>>>
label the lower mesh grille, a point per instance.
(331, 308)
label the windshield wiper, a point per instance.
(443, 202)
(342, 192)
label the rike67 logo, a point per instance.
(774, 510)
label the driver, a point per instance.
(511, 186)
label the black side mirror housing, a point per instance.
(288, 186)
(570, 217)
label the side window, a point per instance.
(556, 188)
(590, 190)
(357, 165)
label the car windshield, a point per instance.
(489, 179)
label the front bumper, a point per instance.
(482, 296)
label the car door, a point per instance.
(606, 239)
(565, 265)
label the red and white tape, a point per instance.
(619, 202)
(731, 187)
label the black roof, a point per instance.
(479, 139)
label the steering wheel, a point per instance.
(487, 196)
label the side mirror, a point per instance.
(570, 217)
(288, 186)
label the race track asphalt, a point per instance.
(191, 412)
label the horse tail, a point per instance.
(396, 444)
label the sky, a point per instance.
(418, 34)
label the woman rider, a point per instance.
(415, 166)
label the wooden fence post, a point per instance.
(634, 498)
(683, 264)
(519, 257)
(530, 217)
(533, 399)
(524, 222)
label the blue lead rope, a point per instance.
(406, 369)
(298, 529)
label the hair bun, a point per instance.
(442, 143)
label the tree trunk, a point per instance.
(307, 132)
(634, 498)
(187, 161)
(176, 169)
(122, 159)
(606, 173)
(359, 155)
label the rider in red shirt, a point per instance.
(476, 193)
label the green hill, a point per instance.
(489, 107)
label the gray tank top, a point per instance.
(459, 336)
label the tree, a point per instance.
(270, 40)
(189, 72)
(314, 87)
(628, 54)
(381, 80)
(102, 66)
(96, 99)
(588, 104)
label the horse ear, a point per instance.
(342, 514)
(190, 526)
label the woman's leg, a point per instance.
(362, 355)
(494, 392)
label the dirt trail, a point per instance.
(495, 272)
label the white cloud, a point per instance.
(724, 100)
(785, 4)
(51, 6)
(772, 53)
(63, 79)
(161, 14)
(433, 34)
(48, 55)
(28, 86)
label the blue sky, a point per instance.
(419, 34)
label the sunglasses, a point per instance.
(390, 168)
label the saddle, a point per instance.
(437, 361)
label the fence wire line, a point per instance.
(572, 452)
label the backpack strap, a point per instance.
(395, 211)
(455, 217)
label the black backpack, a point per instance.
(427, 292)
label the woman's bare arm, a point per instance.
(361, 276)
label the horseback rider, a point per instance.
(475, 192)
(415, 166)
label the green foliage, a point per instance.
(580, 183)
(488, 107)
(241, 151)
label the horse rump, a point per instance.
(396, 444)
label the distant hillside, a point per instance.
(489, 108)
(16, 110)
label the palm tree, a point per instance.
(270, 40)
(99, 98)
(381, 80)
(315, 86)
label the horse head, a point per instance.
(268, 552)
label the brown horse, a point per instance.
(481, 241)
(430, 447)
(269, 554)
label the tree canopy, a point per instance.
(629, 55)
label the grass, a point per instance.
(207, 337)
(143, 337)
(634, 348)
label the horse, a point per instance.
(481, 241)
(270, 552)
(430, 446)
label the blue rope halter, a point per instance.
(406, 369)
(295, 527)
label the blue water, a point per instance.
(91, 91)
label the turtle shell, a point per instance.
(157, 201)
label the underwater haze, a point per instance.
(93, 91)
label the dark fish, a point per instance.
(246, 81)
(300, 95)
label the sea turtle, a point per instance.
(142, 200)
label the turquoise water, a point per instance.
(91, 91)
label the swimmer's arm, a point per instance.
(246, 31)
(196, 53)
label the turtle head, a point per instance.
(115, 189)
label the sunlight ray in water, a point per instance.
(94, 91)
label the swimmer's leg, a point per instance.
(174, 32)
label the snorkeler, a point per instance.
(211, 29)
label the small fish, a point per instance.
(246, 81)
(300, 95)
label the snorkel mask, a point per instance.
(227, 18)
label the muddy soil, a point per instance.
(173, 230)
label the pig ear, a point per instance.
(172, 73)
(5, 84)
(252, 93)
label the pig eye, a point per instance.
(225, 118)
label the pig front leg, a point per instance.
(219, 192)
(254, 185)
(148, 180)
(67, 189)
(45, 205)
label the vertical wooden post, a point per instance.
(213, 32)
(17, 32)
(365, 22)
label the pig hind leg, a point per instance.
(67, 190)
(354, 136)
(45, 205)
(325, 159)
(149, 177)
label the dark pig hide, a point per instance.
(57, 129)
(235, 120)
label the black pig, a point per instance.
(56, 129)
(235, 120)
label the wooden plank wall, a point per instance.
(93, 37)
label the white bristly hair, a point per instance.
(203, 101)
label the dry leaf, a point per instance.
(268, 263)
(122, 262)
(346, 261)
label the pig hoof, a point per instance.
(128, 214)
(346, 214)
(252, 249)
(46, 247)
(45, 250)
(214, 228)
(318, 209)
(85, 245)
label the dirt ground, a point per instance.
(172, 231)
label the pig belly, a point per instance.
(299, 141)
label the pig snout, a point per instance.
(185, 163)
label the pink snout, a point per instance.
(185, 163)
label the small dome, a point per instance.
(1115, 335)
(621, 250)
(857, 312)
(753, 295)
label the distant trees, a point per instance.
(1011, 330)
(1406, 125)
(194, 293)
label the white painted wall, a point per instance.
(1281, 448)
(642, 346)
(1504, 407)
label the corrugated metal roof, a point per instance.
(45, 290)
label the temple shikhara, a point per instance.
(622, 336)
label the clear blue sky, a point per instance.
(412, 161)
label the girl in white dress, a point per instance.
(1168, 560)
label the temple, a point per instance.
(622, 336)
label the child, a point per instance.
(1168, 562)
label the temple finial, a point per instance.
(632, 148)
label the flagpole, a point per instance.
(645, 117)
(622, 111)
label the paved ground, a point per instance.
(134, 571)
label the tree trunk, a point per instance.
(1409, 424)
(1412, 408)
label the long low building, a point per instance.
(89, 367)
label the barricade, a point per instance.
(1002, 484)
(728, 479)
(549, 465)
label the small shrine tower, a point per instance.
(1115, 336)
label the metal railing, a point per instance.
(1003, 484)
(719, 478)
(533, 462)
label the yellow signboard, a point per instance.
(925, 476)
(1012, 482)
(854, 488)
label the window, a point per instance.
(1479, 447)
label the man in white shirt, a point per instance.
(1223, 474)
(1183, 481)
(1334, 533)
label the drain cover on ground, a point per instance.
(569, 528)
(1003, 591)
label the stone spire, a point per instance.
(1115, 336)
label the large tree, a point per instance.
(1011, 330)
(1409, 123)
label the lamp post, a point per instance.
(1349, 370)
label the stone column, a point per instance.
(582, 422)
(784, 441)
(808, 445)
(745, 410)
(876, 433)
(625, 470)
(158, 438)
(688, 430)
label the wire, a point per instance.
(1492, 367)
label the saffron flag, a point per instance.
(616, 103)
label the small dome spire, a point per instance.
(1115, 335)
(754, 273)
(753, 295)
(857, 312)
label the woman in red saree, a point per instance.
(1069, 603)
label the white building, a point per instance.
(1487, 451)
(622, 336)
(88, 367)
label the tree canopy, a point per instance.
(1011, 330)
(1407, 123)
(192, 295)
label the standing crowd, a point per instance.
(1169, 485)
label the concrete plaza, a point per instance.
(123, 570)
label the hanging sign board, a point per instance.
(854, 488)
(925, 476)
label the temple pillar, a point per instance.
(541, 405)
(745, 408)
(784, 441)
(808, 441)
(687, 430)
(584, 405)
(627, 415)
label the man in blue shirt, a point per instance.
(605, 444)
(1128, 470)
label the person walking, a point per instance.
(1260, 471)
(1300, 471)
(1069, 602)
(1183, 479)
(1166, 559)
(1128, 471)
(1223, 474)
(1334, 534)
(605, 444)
<<<
Task goal
Write out all the records above again with "a point per instance" replaced by "one point for each instance" and nothing else changed.

In response
label the lower mesh grille, one point for each instance.
(331, 308)
label the windshield wiper, one point for each instance.
(443, 202)
(342, 192)
label the rike67 logo, one point for each instance.
(774, 510)
label the driver, one point for each instance.
(511, 186)
label the black side mirror housing, one point for each instance.
(288, 186)
(570, 217)
label the side window, one point for each instance.
(556, 188)
(590, 190)
(357, 165)
label the car windshield, one point for each instance.
(489, 179)
label the front bumper, one point for each instance.
(482, 296)
label the car door, one point for each instance.
(606, 239)
(565, 265)
label the red and white tape, one point for each instance.
(619, 202)
(731, 187)
label the black roof, one point for each instance.
(479, 139)
label the steering wheel, one point for each instance.
(487, 196)
label the side mirror, one point for each instance.
(570, 217)
(288, 186)
label the race track asphalt, one point for each instance.
(191, 412)
label the horse tail, one point for each instance.
(396, 444)
label the sky, one point for each instance.
(418, 34)
label the woman rider, one point for each instance.
(415, 166)
label the wooden fence post, one point for each instance.
(634, 498)
(683, 264)
(519, 257)
(530, 217)
(533, 399)
(524, 222)
label the blue lead rope, one point for each instance.
(406, 369)
(298, 529)
label the hair bun, one point for each instance.
(442, 143)
label the tree trunk, one point for each instance.
(307, 132)
(634, 498)
(187, 161)
(176, 169)
(122, 159)
(606, 173)
(359, 155)
label the rider in red shirt, one point for each instance.
(476, 193)
label the green hill, one point for each instance.
(489, 107)
label the gray tank top, one point for each instance.
(459, 336)
label the tree, one point for each instance.
(270, 40)
(189, 72)
(314, 87)
(628, 54)
(381, 80)
(102, 66)
(96, 99)
(588, 104)
label the horse ear, one point for each instance.
(342, 514)
(190, 526)
label the woman's leg, one point for each instance.
(362, 355)
(494, 392)
label the dirt trail, one point for each instance.
(495, 272)
label the white cloud, one point for each instance.
(724, 100)
(785, 4)
(51, 6)
(772, 53)
(63, 79)
(161, 14)
(433, 34)
(48, 55)
(28, 86)
label the blue sky, one point for each instance.
(419, 34)
label the sunglasses, one point for each instance.
(390, 168)
label the saddle, one point for each instance.
(437, 361)
label the fence wire line, one point for each instance.
(572, 452)
label the backpack strap, one point for each instance.
(395, 211)
(455, 217)
label the black backpack, one point for each instance.
(427, 292)
label the woman's bare arm, one point for each instance.
(361, 276)
label the horseback rider, one point for each instance.
(475, 192)
(415, 166)
label the green foliage, one point for each instance.
(580, 183)
(488, 107)
(241, 151)
label the horse rump, one point for each instance.
(396, 444)
label the distant hillside, one point for each instance.
(489, 108)
(16, 110)
label the palm tree, one point for each instance.
(270, 40)
(99, 98)
(381, 80)
(315, 86)
label the horse head, one point for each instance.
(268, 552)
label the brown horse, one point for each instance.
(481, 241)
(430, 447)
(269, 554)
label the tree canopy, one point for each instance.
(629, 55)
label the grass, one point for each instance.
(207, 337)
(143, 337)
(634, 348)
label the horse, one point for each instance.
(481, 241)
(270, 552)
(430, 446)
label the blue rope halter, one point for each instance.
(406, 369)
(295, 527)
label the blue water, one point for each instance.
(91, 91)
label the turtle shell, one point for each instance.
(157, 201)
label the underwater haze, one point for each instance.
(93, 91)
label the dark fish, one point for each instance.
(246, 81)
(300, 95)
label the sea turtle, one point for each instance.
(142, 200)
label the turquoise water, one point for each instance.
(91, 91)
label the swimmer's arm, one point for each instance.
(246, 31)
(196, 53)
label the turtle head, one point for each instance.
(115, 189)
label the sunlight ray in water, one point for each instance.
(94, 91)
label the swimmer's leg, one point for each instance.
(174, 32)
label the snorkeler, one point for each instance.
(211, 29)
label the small fish, one point for each instance.
(246, 81)
(300, 95)
label the snorkel mask, one point for each instance.
(227, 18)
label the muddy soil, one point for each instance.
(173, 230)
label the pig ear, one point for each instance.
(172, 73)
(5, 84)
(252, 93)
label the pig eye, one point for each instance.
(225, 118)
label the pig front leg, one point for each instance.
(219, 192)
(254, 185)
(148, 180)
(67, 189)
(45, 205)
label the vertical wooden post, one point for each instance.
(213, 32)
(17, 32)
(365, 22)
label the pig hind leg, one point for each instance.
(67, 190)
(354, 136)
(45, 205)
(325, 159)
(149, 177)
label the dark pig hide, one point for each instance.
(57, 129)
(235, 120)
label the black pig, one point for each instance.
(56, 129)
(235, 120)
label the wooden plank wall, one point for each instance.
(93, 37)
label the white bristly hair, one point for each instance.
(203, 101)
label the dry leaf, one point for each instance.
(268, 263)
(122, 262)
(346, 261)
label the pig hoof, one point for each instance.
(128, 214)
(346, 214)
(252, 249)
(46, 247)
(45, 250)
(214, 228)
(318, 209)
(85, 245)
label the dirt ground, one point for each instance.
(172, 231)
label the pig belly, one point for each instance.
(299, 141)
label the pig snout, one point for each instance.
(185, 163)
label the pink snout, one point for each instance.
(185, 163)
label the small dome, one point for each instance.
(1115, 335)
(621, 250)
(857, 312)
(753, 295)
label the distant trees, one point for each instance.
(1011, 330)
(1406, 125)
(194, 293)
label the white painted wall, one point for each instance.
(1281, 448)
(642, 346)
(1504, 407)
label the corrugated metal roof, one point for each instance.
(45, 290)
label the temple shikhara, one point for each instance.
(622, 336)
label the clear blue sky, one point for each instance.
(412, 161)
label the girl in white dress, one point for each instance.
(1168, 560)
label the temple, one point for each instance.
(622, 336)
label the child, one point for each instance.
(1168, 562)
label the temple finial, one point for each instance.
(632, 148)
label the flagpole, one point for each instance.
(645, 117)
(622, 111)
label the paved ground, one point for each instance.
(134, 571)
label the tree trunk, one point for each instance.
(1409, 424)
(1412, 408)
label the long low building, one point for each instance.
(89, 367)
label the barricade, one point for each instance.
(1002, 484)
(728, 479)
(549, 465)
label the small shrine tower, one point for each instance.
(1115, 336)
label the metal railing, one point for each instance.
(1003, 484)
(719, 478)
(533, 462)
label the yellow signboard, one point for each instance.
(925, 476)
(1012, 482)
(854, 488)
label the window, one point for each instance.
(1479, 447)
label the man in white shirt, one point for each instance.
(1223, 474)
(1183, 481)
(1334, 533)
label the drain cover on ground, one point for each instance.
(569, 528)
(1003, 591)
label the stone spire, one point for each instance.
(1115, 336)
label the large tree, one point for each instance.
(1011, 330)
(1409, 123)
label the lamp post, one point for each instance.
(1349, 370)
label the stone column, one point for each instance.
(582, 422)
(784, 441)
(808, 445)
(745, 410)
(876, 433)
(625, 470)
(158, 438)
(688, 430)
label the wire, one point for each instance.
(1492, 367)
label the saffron flag, one point for each instance.
(616, 103)
label the small dome spire, one point for each instance.
(1115, 335)
(754, 273)
(753, 295)
(857, 312)
label the woman in red saree, one point for each instance.
(1069, 603)
label the white building, one point for each instance.
(1487, 451)
(622, 336)
(88, 367)
label the tree canopy, one point for each instance.
(1011, 330)
(1407, 123)
(192, 295)
label the standing crowd, one point for each instance.
(1169, 485)
label the concrete plaza, one point for each instance.
(123, 570)
label the hanging sign board, one point for each instance.
(854, 488)
(925, 476)
label the temple pillar, one point for each instance.
(541, 405)
(745, 408)
(784, 441)
(808, 441)
(687, 430)
(584, 405)
(627, 415)
label the man in blue shirt, one point for each instance.
(605, 444)
(1128, 470)
label the person walking, one point for each instance.
(1260, 471)
(1300, 471)
(1069, 602)
(1183, 479)
(1166, 559)
(1128, 471)
(1223, 474)
(1334, 534)
(605, 444)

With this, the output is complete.